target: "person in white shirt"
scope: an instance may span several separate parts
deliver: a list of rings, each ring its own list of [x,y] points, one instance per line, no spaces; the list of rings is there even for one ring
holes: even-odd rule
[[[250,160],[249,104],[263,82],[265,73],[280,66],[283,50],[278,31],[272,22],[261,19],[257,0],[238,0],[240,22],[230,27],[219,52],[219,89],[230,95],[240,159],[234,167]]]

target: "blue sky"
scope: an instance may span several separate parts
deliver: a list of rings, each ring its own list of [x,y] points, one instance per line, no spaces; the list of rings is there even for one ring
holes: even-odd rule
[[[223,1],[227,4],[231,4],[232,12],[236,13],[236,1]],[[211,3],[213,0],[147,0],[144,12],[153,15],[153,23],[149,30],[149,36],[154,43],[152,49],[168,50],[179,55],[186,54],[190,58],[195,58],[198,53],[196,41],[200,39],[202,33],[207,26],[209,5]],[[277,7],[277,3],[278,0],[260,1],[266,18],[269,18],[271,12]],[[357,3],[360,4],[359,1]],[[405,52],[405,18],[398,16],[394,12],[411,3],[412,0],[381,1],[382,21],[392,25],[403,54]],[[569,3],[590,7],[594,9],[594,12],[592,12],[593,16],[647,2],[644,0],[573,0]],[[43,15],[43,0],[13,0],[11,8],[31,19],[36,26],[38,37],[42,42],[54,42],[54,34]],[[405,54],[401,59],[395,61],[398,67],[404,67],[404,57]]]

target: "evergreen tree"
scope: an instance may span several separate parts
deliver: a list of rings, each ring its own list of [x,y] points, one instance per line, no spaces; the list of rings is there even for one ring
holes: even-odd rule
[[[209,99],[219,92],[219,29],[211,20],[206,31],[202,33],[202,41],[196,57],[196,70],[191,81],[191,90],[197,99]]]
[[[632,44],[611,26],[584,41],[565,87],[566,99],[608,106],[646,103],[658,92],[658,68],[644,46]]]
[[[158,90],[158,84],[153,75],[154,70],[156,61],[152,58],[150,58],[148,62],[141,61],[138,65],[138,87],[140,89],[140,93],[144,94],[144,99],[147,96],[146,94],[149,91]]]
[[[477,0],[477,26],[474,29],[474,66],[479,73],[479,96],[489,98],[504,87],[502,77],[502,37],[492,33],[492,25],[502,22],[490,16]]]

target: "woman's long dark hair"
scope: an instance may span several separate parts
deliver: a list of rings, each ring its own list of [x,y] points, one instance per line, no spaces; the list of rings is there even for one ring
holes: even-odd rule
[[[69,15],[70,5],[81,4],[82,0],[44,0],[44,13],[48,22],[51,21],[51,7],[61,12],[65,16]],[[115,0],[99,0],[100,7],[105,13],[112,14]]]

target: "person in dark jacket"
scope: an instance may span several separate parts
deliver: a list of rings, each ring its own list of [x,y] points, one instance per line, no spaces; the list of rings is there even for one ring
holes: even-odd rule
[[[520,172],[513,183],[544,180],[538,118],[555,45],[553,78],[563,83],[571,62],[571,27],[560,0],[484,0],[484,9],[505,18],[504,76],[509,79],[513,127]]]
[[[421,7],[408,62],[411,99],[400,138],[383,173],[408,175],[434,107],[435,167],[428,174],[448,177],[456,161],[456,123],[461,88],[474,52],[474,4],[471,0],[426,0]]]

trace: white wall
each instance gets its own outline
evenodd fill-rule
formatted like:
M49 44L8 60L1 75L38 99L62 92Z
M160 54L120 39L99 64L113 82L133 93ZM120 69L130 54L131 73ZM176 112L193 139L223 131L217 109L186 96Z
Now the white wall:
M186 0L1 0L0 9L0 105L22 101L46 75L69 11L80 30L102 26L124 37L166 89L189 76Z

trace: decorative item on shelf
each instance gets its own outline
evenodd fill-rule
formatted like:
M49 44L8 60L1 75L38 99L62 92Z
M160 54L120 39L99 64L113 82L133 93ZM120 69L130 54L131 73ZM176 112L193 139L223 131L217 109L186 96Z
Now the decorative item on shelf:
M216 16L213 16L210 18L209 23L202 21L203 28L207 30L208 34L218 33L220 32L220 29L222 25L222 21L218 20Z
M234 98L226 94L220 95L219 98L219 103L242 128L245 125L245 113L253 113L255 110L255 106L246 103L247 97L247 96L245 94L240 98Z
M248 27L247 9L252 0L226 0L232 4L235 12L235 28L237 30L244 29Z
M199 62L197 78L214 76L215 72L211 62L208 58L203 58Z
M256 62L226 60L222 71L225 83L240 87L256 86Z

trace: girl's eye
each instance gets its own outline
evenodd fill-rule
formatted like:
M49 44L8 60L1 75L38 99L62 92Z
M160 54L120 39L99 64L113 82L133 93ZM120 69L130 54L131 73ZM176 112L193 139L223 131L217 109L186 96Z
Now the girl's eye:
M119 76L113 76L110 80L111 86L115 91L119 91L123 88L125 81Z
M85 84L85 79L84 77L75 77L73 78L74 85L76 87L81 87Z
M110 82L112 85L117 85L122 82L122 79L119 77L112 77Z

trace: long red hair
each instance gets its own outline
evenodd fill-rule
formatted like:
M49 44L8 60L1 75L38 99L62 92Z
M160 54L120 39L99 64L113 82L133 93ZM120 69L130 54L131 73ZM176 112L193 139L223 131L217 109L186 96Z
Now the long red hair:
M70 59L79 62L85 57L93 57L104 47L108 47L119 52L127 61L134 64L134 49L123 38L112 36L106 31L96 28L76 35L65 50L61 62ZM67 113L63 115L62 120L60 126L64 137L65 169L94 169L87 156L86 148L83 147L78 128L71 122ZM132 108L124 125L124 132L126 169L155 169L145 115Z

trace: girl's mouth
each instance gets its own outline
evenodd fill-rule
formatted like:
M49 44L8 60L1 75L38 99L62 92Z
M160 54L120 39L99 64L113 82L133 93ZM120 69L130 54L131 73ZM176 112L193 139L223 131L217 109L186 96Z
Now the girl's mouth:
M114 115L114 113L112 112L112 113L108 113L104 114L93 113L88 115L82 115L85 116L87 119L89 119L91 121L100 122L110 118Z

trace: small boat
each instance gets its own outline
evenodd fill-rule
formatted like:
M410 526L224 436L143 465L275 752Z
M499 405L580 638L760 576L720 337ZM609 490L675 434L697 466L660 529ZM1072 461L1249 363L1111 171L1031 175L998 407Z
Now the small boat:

--

Exercise details: Render the rows above as a Markdown table with two columns, Row and Line: each line numbered in order under Row and the line itself under Line. Leave out blank lines.

Final answer:
| Row | Line |
|---|---|
| 1 | target: "person in white shirt" |
| 2 | scope: an instance may span several separate parts |
| 3 | deliver: a list of rings, each ring its own list of [x,y] points, one instance per line, no spaces; the list of rings is there even for one ring |
| 4 | holes: even-odd rule |
| 5 | [[[250,160],[249,104],[263,82],[265,73],[280,66],[283,50],[278,31],[272,22],[261,19],[257,0],[238,0],[240,22],[230,27],[219,52],[219,89],[230,95],[240,159],[234,167]]] |
| 6 | target: "blue sky" |
| 7 | scope: an instance may span several separate parts |
| 8 | deliver: a list of rings, each ring its own list of [x,y] points, one instance per line, no spaces; the list of rings is there even for one ring |
| 9 | holes: even-odd rule |
| 10 | [[[223,1],[227,4],[231,4],[232,12],[236,13],[236,1]],[[211,3],[213,0],[147,0],[144,12],[153,15],[153,23],[149,30],[149,36],[154,43],[152,49],[168,50],[179,55],[186,54],[190,58],[195,58],[198,53],[196,41],[200,39],[202,33],[207,26],[209,5]],[[277,7],[277,3],[278,0],[260,1],[266,18],[269,18],[271,12]],[[357,3],[360,4],[359,1]],[[405,52],[405,18],[398,16],[394,12],[411,3],[412,0],[381,1],[382,21],[392,25],[403,54]],[[569,3],[590,7],[594,9],[594,12],[592,12],[593,16],[647,2],[644,0],[573,0]],[[43,15],[43,0],[13,0],[11,8],[31,19],[36,26],[38,37],[42,42],[54,42],[54,34]],[[405,54],[401,59],[395,61],[398,67],[404,67],[404,57]]] |
| 11 | target: "evergreen tree" |
| 12 | scope: an instance may span several separate parts |
| 13 | deliver: a list of rings, each ring its own list of [x,y] points, one instance per line, no spaces; the list of rings is there even for one ring |
| 14 | holes: even-odd rule |
| 15 | [[[209,99],[219,92],[219,29],[211,20],[206,31],[202,33],[202,41],[196,57],[196,70],[191,81],[191,90],[197,99]]] |
| 16 | [[[632,44],[611,26],[584,41],[565,87],[566,99],[608,106],[646,103],[658,92],[658,68],[644,46]]] |
| 17 | [[[158,90],[158,84],[153,75],[154,70],[156,61],[152,58],[150,58],[148,62],[141,61],[138,65],[138,87],[140,89],[140,93],[144,94],[144,99],[147,96],[146,94],[149,91]]] |
| 18 | [[[477,0],[477,26],[474,29],[474,66],[479,73],[479,96],[489,98],[504,87],[502,77],[502,37],[492,33],[492,25],[502,22],[490,16]]] |
| 19 | target: "woman's long dark hair" |
| 20 | scope: an instance may span several separate parts |
| 21 | deliver: a list of rings, each ring its own list of [x,y] points, one instance per line, no spaces; the list of rings is there even for one ring |
| 22 | holes: even-odd rule |
| 23 | [[[69,15],[70,5],[81,4],[82,0],[44,0],[44,13],[48,22],[51,21],[51,7],[61,12],[65,16]],[[115,0],[99,0],[100,7],[105,13],[112,14]]] |
| 24 | target: "person in dark jacket" |
| 25 | scope: an instance may span several separate parts |
| 26 | deliver: a list of rings, each ring its own list of [x,y] points, one instance per line, no spaces; the list of rings is there even for one ring |
| 27 | holes: even-odd rule |
| 28 | [[[520,172],[513,183],[544,180],[538,118],[555,45],[553,78],[563,83],[571,62],[571,27],[560,0],[484,0],[484,9],[505,18],[504,76],[509,79],[513,127]]] |
| 29 | [[[421,7],[408,62],[411,99],[400,138],[383,173],[408,175],[434,107],[435,167],[428,174],[448,177],[456,161],[456,123],[461,88],[474,52],[474,4],[471,0],[426,0]]] |
| 30 | trace: white wall |
| 31 | each instance gets its own outline |
| 32 | evenodd fill-rule |
| 33 | formatted like: |
| 34 | M49 44L8 60L1 75L38 99L62 92Z |
| 35 | M160 54L120 39L99 64L113 82L133 93ZM120 69L130 54L131 73ZM176 112L193 139L223 131L217 109L186 96Z |
| 36 | Now the white wall: |
| 37 | M186 0L1 0L0 9L0 105L22 101L46 75L69 11L80 30L102 26L124 37L166 89L189 76Z |
| 38 | trace: decorative item on shelf |
| 39 | each instance gets its own outline |
| 40 | evenodd fill-rule |
| 41 | formatted like: |
| 42 | M49 44L8 60L1 75L38 99L62 92Z |
| 43 | M160 54L120 39L99 64L113 82L133 93ZM120 69L130 54L131 73ZM176 112L193 139L223 131L217 109L186 96Z |
| 44 | Now the decorative item on shelf: |
| 45 | M216 16L213 16L210 18L209 23L202 21L203 28L207 30L208 34L218 33L220 32L220 29L222 25L222 21L218 20Z |
| 46 | M234 98L226 94L220 95L219 98L219 103L242 128L245 125L245 113L253 113L255 110L255 106L246 103L247 97L247 96L245 94L240 98Z |
| 47 | M248 27L247 9L252 0L226 0L232 4L235 12L235 28L237 30L244 29Z |
| 48 | M199 62L197 78L214 76L215 72L211 62L208 58L203 58Z |
| 49 | M256 62L226 60L222 71L225 83L240 87L256 86Z |
| 50 | trace: girl's eye |
| 51 | each instance gets its own outline |
| 52 | evenodd fill-rule |
| 53 | formatted like: |
| 54 | M49 44L8 60L1 75L38 99L62 92Z |
| 55 | M160 54L120 39L99 64L113 82L133 93ZM120 69L130 54L131 73ZM176 112L193 139L223 131L217 109L186 96Z |
| 56 | Now the girl's eye: |
| 57 | M119 76L113 76L110 80L111 86L115 91L119 91L123 88L125 81Z |
| 58 | M85 84L85 79L84 77L75 77L73 78L74 85L76 87L81 87Z |
| 59 | M110 82L112 85L117 85L122 82L122 79L119 77L112 77Z |
| 60 | trace: long red hair |
| 61 | each instance gets its own outline |
| 62 | evenodd fill-rule |
| 63 | formatted like: |
| 64 | M49 44L8 60L1 75L38 99L62 92Z |
| 65 | M160 54L120 39L99 64L113 82L133 93ZM120 69L130 54L131 73ZM176 112L193 139L223 131L217 109L186 96Z |
| 66 | Now the long red hair: |
| 67 | M70 59L79 62L85 57L93 57L104 47L108 47L119 52L127 61L134 64L134 49L123 38L112 36L106 31L96 28L76 35L65 50L61 62ZM67 113L63 115L62 120L60 126L64 137L65 169L94 169L87 156L86 148L83 147L78 128L71 122ZM132 108L124 125L124 132L126 169L155 169L145 115Z |
| 68 | trace: girl's mouth |
| 69 | each instance gets its own outline |
| 70 | evenodd fill-rule |
| 71 | formatted like: |
| 72 | M49 44L8 60L1 75L38 99L62 92Z |
| 73 | M160 54L120 39L99 64L113 82L133 93ZM120 69L130 54L131 73ZM176 112L193 139L223 131L217 109L186 96Z |
| 74 | Now the girl's mouth: |
| 75 | M114 115L114 113L112 112L112 113L108 113L104 114L93 113L88 115L82 115L85 116L87 119L89 119L91 121L100 122L110 118Z |
| 76 | trace: small boat |
| 77 | each instance gets its own outline |
| 78 | evenodd fill-rule |
| 79 | formatted like: |
| 80 | M410 526L224 436L143 465L275 752Z |
| 81 | M499 405L580 638L760 576L720 337ZM609 490L675 434L697 466L660 529ZM1072 461L1249 363L1111 171L1031 175L998 407Z |
| 82 | Now the small boat: |